● **TEXTE SOURCE**
V. M. peut compter sur ma discrétion.

J'y compte.

NAPOLÉON.

Après ces mots, Napoléon changea de propos avec la plus grande liberté d'esprit, et dit à M. D... :

Nous avons eu bien des blessés.....: l'affaire d'hier a été très-chaude, et pas aussi heureuse que je l'espérais sans le dégel, l'ennemi était perdu..... Envoyez les blessés à Troyes, et qu'ils soient de suite évacués sur Paris.

M. D'...

Les ordres de V. M. seront exécutés.

NAPOLÉON.

Ecrivez souvent à Daru qui est à Troyes; faiteslui connaître nos besoins, il ne nous laissera manquer de rien. Ménagez le pays, les habitans sont si malheureux par cette guerre!

Le lendemain de la bataille de Brienne, l'empereur fit appeler plusieurs fois dans la journée l'ordonnateur en chef dont je viens de parler, afin d'avoir des renseignemens sur les subsistances de l'armée et sur les soins que l'on avait donnés aux blessés. On a si souvent et si injustement accusé ce prince de ne s'occuper que des intérêts

de sa propre gloire, qu'il paraîtra juste de faire mieux connaître la bonté de son caractère par ces épanchemens intimes qui peignent le cœur de l'homme tel qu'il est en effet. Ce jour-là Napoléon, assez content des dispositions qui avaient été prises pour l'armée, fit inviter M. D'..... à déjeûner avec lui. Avant de se mettre à table il lui fit les questions suivantes :

NAPOLÉON.

Où êtes-vous logé ?

M. D'...

Chez un fabricant de clous, avec deux de mes amis, les généraux Vincent et Montélégier.

● **CONSIGNE ÉCRITE A**
Dans l'extrait sur Napoléon, à qui l'empereur ordonne-t-il d'écrire souvent, et dans quelle ville cette personne se trouve-t-elle ?
● **CONSIGNE ÉCRITE B**
Prolongez l'extrait sur Napoléon en reprenant le dialogue après la réponse de M. D'... sur son logement.

(Données recueillies)
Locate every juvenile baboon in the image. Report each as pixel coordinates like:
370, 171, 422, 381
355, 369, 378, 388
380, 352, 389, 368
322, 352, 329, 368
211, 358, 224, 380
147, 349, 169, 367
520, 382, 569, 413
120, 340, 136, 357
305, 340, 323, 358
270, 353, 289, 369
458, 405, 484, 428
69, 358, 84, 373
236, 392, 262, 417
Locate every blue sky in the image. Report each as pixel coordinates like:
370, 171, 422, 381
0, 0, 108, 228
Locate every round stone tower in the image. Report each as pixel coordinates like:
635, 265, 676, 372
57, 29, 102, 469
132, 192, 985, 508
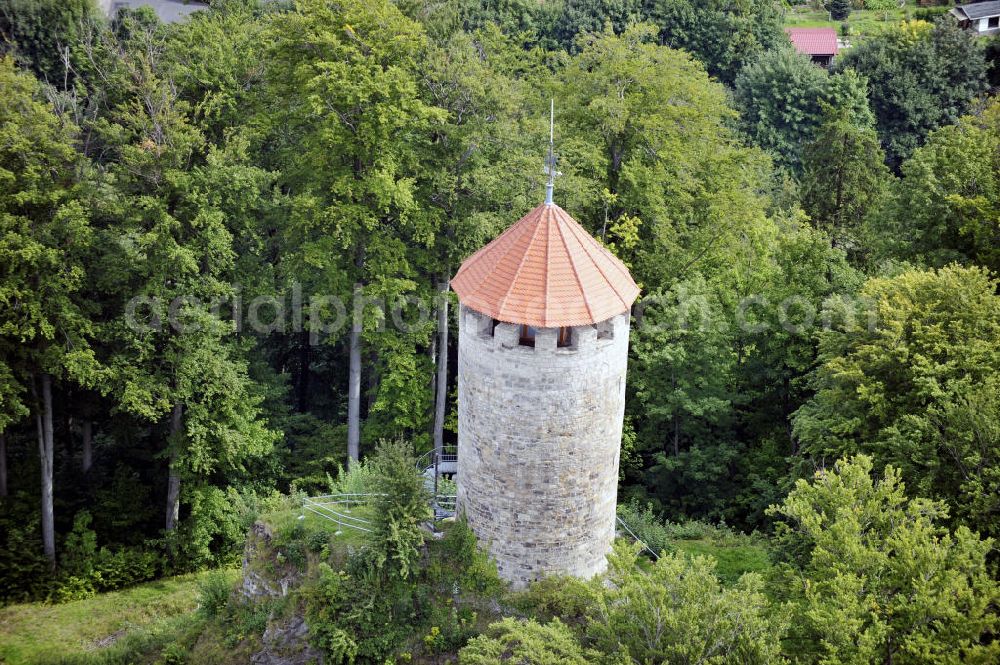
451, 203, 639, 586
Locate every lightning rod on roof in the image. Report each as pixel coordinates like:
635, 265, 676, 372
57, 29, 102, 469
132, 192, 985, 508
545, 99, 556, 205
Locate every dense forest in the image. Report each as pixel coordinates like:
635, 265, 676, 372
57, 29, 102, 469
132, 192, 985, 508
0, 0, 1000, 665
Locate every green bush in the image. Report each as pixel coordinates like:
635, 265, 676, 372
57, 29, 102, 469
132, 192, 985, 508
458, 618, 599, 665
429, 519, 504, 596
198, 570, 233, 618
370, 441, 433, 579
618, 499, 673, 555
511, 575, 595, 626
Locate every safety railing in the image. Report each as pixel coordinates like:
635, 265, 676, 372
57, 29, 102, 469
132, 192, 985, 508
302, 493, 456, 533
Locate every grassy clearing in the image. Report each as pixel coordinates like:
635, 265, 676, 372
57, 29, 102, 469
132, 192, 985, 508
0, 571, 237, 665
785, 0, 917, 42
674, 538, 771, 585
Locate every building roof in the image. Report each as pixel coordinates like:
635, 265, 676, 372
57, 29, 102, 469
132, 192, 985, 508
785, 28, 837, 55
109, 0, 208, 23
955, 1, 1000, 20
451, 203, 639, 328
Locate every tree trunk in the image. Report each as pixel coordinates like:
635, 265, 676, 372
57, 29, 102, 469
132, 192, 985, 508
297, 330, 312, 413
166, 402, 184, 531
347, 321, 361, 464
434, 280, 448, 458
37, 374, 56, 568
0, 433, 7, 496
80, 419, 94, 473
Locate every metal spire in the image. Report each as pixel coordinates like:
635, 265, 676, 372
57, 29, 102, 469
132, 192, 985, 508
545, 99, 556, 205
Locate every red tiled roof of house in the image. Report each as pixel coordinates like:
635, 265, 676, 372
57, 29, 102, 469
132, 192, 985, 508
451, 204, 639, 328
785, 28, 837, 55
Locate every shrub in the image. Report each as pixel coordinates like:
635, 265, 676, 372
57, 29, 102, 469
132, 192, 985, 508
458, 618, 599, 665
428, 518, 504, 595
587, 542, 788, 663
618, 499, 673, 555
769, 455, 1000, 665
198, 570, 232, 618
371, 441, 433, 579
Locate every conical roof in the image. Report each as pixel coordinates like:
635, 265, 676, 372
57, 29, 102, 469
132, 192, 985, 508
451, 203, 639, 328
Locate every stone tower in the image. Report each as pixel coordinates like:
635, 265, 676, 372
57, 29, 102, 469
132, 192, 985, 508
451, 196, 639, 586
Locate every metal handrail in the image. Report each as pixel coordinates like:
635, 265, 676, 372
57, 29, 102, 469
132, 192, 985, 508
615, 515, 660, 561
302, 492, 457, 533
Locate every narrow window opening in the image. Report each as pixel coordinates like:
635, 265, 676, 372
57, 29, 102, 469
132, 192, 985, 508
519, 325, 535, 347
557, 326, 573, 348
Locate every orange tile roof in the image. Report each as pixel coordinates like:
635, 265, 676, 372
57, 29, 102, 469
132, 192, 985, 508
451, 204, 639, 328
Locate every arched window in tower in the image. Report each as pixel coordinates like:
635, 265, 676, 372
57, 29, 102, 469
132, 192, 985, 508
557, 326, 573, 349
518, 324, 535, 346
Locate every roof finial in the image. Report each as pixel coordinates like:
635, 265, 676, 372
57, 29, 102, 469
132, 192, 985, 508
545, 99, 556, 205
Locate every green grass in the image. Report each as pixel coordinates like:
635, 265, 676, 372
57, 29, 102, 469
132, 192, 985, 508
0, 571, 237, 665
673, 538, 771, 585
785, 0, 917, 43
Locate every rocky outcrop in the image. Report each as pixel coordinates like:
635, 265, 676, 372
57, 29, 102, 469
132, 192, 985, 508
240, 522, 302, 602
240, 522, 323, 665
250, 616, 323, 665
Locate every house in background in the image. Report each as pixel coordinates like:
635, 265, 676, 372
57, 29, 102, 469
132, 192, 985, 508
97, 0, 208, 23
785, 27, 840, 67
951, 1, 1000, 35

● **RÉSULTAT ATTENDU A**
À Daru, qui se trouve à Troyes.

● **RÉSULTAT ATTENDU B**
NAPOLÉON.

Ce sont de bons et braves officiers....; ils sont rares aujourd'hui..., la guerre en a tant moissonné! Savez-vous que j'ai été effrayé hier en voyant ces pauvres conscrits aller en avant avec tant d'ardeur, mais ne sachant pas même charger leurs fusils, et encore moins les mettre en joue. Il est impossible de continuer la guerre avec de pareils soldats...; ils sont braves comme tous les Français, mais si ignorans, que les amis ont plus à craindre d'eux que les ennemis.....: les avez-vous vus?

M. D'...

Oui, sire; depuis le commencement de la campagne j'ai toujours admiré leur courage, et remarqué leur peu d'instruction.

NAPOLÉON.

Ces pauvres conscrits!... j'étais bien injuste à leur égard pendant mon séjour à Dresde... : cette similitude de blessures qu'ils avaient tous au petit doigt m'avait porté à les accuser de lâcheté; mais Larrey m'a rendu un grand service en me prouvant que ces blessures étaient le résultat de leur maladresse dans le maniement du fusil..., sans cela je les aurais bien maltraités. Larrey est un homme excellent; ceux de son espèce sont bien rares!

M. D'...

Toute l'armée le respecte et l'estime.

NAPOLÉON.

Je vais trouver ma garde à Troyes; avec elle je ferai de bonne besogne. Si j'avais seulement quatre-vingt-dix mille hommes comme elle, l'ennemi ne serait pas long-temps en France. La fortune est bien inconstante! Je pars de Châlons avec un beau froid; le dégel arrive, abîme les chemins, et mon mouvement sur Brienne, par

des chemins de traverse, est manqué. L'ennemi était anéanti sans ce maudit dégel.

M. D'...

Cette dégradation des chemins nous a fait perdre tous nos caissons de vivres et d'hôpitaux, depuis Vassy jusqu'à Brienne.

NAPOLÉON.

Nous en trouverons d'autres à Troyes... A propos de Vassy, vous n'avez parlé à personne de la proclamation du roi?

M. D'...

Non, sire.

NAPOLÉON.

Bien.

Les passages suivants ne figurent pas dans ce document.